§ Material provided
──────

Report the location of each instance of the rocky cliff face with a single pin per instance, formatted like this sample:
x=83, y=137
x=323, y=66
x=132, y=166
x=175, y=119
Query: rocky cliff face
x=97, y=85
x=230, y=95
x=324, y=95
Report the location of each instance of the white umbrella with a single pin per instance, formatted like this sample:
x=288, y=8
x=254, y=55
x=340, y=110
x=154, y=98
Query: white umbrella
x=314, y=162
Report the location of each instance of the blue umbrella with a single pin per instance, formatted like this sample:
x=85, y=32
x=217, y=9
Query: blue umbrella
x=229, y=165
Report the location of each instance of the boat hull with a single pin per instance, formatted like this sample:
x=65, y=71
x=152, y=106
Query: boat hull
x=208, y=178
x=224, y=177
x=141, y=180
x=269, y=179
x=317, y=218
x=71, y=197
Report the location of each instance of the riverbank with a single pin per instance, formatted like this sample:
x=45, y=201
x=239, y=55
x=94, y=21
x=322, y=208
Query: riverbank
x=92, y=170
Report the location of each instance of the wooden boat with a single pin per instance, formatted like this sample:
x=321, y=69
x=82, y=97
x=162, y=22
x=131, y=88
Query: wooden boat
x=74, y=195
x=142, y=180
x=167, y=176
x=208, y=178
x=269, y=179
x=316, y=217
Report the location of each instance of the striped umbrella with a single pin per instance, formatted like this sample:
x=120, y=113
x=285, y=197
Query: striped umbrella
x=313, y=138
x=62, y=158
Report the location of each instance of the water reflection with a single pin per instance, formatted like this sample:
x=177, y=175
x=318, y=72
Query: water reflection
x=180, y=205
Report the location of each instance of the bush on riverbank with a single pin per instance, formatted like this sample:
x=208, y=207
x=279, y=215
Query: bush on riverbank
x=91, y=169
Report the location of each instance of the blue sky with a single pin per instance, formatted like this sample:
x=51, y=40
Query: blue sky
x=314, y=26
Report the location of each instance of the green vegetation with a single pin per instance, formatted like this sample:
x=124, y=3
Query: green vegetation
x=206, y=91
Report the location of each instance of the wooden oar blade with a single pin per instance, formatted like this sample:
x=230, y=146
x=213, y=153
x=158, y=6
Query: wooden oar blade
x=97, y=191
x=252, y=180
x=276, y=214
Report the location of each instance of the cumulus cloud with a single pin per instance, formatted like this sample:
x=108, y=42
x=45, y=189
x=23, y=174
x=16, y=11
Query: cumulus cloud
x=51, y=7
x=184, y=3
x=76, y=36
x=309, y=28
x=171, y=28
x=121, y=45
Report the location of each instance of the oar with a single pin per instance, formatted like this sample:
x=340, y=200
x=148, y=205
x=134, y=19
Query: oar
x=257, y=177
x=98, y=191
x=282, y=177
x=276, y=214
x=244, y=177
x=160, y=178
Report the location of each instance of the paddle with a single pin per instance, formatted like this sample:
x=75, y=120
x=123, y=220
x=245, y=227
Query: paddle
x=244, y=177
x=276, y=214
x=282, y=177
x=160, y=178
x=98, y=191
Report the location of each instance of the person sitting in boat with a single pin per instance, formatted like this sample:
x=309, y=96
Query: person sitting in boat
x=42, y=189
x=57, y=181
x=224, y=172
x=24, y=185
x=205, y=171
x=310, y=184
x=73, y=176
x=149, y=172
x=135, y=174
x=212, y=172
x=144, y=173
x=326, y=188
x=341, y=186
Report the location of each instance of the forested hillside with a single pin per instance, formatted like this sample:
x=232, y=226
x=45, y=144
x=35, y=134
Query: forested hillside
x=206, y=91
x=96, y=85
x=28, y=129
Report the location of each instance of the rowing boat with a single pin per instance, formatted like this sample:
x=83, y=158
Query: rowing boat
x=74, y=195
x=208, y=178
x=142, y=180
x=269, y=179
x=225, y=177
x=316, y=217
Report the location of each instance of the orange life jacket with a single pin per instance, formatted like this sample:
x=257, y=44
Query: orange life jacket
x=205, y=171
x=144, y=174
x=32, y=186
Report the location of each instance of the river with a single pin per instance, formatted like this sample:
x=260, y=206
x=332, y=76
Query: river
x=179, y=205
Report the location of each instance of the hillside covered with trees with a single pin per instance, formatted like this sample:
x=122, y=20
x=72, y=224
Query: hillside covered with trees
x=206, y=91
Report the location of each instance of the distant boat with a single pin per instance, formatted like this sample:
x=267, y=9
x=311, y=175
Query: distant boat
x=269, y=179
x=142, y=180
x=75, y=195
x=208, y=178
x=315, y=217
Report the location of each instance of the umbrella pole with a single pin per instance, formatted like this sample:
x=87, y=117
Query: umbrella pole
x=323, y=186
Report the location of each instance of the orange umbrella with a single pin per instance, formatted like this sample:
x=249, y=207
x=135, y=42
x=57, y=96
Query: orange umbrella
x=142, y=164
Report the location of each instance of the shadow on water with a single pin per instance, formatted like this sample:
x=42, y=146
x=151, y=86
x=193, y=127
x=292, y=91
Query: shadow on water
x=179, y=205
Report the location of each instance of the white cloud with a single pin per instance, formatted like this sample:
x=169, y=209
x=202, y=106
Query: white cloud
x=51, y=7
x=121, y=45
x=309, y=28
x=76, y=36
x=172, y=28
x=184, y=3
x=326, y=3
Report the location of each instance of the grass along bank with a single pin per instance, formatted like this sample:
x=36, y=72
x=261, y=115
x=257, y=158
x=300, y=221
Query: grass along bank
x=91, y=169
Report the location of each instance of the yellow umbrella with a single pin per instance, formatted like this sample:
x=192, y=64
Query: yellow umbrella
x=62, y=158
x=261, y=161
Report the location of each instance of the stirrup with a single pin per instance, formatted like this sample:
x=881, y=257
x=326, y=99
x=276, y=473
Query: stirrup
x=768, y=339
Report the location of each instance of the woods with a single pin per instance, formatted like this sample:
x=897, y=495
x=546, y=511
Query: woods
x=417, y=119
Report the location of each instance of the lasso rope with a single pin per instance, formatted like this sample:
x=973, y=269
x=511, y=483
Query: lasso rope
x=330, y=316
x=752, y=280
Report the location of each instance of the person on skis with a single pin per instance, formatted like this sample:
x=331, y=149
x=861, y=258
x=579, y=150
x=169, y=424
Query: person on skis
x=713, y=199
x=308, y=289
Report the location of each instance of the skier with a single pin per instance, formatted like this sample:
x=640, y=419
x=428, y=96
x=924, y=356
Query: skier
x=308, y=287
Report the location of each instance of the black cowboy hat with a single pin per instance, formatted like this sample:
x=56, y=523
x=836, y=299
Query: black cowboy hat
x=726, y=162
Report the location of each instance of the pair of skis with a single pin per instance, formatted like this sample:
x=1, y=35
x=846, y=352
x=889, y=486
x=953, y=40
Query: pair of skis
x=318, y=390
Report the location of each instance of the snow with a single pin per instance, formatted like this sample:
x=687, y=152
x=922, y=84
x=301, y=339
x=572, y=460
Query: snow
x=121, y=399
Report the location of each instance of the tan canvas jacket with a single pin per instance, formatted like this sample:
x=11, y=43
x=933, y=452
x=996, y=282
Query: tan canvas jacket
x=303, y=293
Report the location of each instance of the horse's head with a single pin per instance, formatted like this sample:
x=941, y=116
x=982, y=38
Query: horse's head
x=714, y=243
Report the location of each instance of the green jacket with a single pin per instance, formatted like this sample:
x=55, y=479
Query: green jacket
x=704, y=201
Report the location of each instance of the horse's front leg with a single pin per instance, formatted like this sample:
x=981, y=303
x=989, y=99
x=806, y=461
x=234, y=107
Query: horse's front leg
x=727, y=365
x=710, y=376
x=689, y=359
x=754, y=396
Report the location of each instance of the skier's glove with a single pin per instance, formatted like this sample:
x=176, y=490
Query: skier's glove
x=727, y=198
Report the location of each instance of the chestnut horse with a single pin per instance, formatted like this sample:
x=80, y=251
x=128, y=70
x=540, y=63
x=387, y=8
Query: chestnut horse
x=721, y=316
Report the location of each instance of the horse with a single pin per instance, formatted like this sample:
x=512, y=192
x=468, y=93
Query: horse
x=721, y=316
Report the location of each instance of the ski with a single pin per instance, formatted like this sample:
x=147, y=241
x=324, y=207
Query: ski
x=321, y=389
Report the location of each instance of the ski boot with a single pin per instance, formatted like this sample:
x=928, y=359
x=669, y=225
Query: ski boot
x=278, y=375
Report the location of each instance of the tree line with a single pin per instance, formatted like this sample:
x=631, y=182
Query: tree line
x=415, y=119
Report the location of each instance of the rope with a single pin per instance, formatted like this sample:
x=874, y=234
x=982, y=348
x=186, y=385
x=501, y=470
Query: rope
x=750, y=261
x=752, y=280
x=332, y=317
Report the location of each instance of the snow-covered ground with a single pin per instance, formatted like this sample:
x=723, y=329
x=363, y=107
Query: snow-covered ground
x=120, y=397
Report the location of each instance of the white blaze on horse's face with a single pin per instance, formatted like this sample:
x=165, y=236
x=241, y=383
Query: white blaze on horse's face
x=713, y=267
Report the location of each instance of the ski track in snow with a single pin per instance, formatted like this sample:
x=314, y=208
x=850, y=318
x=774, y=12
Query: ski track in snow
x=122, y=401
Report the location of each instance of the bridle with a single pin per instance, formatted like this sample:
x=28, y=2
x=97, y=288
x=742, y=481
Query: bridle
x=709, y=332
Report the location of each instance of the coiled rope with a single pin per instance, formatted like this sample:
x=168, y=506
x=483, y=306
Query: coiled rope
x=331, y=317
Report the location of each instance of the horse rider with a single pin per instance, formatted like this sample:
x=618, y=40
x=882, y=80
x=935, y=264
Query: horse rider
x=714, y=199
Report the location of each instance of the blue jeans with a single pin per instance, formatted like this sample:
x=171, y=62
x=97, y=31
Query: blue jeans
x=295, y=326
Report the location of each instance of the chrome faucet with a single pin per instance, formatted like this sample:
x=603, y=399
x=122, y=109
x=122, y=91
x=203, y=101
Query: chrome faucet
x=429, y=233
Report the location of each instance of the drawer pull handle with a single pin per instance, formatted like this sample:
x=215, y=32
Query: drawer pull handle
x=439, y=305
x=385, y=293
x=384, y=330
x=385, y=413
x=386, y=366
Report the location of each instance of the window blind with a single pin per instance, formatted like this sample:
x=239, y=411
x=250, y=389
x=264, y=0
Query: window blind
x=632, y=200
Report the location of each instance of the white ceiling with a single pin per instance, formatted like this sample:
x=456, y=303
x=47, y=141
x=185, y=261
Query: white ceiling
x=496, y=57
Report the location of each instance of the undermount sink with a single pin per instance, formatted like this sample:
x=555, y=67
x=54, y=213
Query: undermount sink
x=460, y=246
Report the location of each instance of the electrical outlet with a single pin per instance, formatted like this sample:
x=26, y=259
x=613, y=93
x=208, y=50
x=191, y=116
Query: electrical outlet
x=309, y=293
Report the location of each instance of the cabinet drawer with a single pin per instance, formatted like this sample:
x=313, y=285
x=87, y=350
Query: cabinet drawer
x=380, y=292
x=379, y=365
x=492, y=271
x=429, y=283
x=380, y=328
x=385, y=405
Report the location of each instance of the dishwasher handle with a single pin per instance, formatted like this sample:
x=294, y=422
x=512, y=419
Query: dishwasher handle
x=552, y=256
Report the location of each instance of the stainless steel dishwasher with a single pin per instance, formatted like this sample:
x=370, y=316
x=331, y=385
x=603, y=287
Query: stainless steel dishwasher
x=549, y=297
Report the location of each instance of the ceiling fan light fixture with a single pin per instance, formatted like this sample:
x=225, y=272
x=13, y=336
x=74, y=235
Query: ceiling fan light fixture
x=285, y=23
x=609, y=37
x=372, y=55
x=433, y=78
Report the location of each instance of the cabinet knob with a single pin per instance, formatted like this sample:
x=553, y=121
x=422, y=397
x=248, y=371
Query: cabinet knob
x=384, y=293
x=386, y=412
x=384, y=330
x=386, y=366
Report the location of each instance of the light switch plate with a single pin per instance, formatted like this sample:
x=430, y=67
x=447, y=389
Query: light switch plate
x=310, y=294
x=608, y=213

──────

Give back, word for word, only the lines above from the line holding "x=511, y=483" to the line holding "x=56, y=523", both included.

x=511, y=483
Query: lasso rope
x=330, y=316
x=752, y=280
Report the location of each instance of the person on skis with a single pin per instance, formatted like this sample:
x=331, y=149
x=861, y=258
x=579, y=150
x=169, y=424
Query: person on skis
x=713, y=199
x=308, y=289
Report the location of each instance of the skier with a single pin per instance, formatted like this sample:
x=640, y=419
x=428, y=96
x=924, y=356
Query: skier
x=308, y=287
Report the location of each instance of the black cowboy hat with a single pin per instance, formatted like this sample:
x=56, y=523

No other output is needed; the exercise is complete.